REQUIRED WORK:
Each line from the start of the data below through the one containing "box: [0, 0, 500, 267]" must be reproduced exactly.

[Collected data]
---------------

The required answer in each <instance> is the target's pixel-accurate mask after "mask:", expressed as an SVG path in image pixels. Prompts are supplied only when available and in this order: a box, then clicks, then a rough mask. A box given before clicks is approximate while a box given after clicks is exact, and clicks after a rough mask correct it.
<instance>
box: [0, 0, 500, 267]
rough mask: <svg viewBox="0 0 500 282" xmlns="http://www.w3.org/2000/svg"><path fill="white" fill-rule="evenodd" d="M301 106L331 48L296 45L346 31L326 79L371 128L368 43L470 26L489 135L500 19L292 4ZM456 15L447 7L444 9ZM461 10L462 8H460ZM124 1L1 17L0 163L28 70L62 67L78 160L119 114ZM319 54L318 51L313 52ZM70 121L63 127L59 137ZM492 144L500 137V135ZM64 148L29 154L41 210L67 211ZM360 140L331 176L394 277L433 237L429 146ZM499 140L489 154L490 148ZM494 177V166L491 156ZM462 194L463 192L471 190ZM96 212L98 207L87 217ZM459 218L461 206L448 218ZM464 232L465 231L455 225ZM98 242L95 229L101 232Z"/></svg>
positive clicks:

---------------

FINAL ANSWER:
The required answer in each <instance> is the target's pixel-accurate mask after "mask:", expressed as an SVG path in image pixels. Prompts are supplied only when available and in this order: a box, then clicks, then a rough mask. A box given before clicks is approximate while a box given after clicks is exact, and clicks after a rough mask correct it.
<instance>
box: [0, 0, 500, 267]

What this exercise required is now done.